Instructions to follow: Rescale the point coordinates in the answers of the records below by 1.2, rounding each to a whole number with halves going up. Give every line again, requests included, and leave the pictures out.
┌──
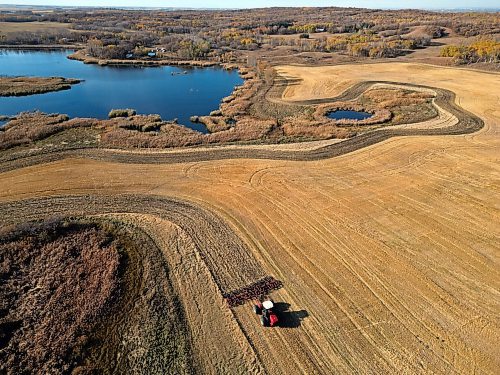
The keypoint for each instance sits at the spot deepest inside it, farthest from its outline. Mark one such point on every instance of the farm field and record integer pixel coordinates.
(389, 255)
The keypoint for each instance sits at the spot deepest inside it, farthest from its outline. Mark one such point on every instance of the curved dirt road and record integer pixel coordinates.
(389, 254)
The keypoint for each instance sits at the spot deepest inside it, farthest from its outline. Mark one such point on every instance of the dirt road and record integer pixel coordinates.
(389, 254)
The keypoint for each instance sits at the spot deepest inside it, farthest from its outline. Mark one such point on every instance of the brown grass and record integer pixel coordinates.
(23, 86)
(58, 281)
(391, 250)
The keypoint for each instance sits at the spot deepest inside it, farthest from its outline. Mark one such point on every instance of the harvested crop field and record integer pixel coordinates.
(388, 254)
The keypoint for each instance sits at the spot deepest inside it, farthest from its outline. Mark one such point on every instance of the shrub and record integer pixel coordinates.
(122, 113)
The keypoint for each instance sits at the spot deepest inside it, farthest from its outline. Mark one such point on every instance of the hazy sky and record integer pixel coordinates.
(428, 4)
└──
Task output:
The keypoint for each instance sits at the spot deepest inside it, farthest from its outline. Mark one such point on every instance of the farm field and record integer pixel coordinates.
(467, 306)
The keypoint for each instance sits at the spot deepest inside it, farthest from its outline. Mark one such point on every instance of the curved dirt road and record integer pixel coordinates.
(467, 305)
The keypoint for each instance sits at the spot deepest inside it, farthest from its outline. Mark one such point on every instance of the dirt road and record integer pixel coordinates.
(467, 305)
The keypoint for each instance sits at the spot deepest inside it, farthest from its outline. Mark one such point on every instance of the brown grass and record integer pixel coordinates.
(28, 103)
(70, 337)
(469, 300)
The keypoint for each instance sits at the spot deepest inside it, farthest from its outline. Mark one such point on every instance of the harvested crop field and record integer pixel coordinates.
(466, 305)
The keypoint for each instance sits at the spot deepest inside it, farthest from its outline. Mark one such point on every instance of the shrub and record integer pixel coordinates.
(146, 136)
The keypoint for each instance sits at the spot deepest inside it, farthest from its outline. Mark one such point on every instance of the hazy sky and record integer pixel coordinates.
(514, 5)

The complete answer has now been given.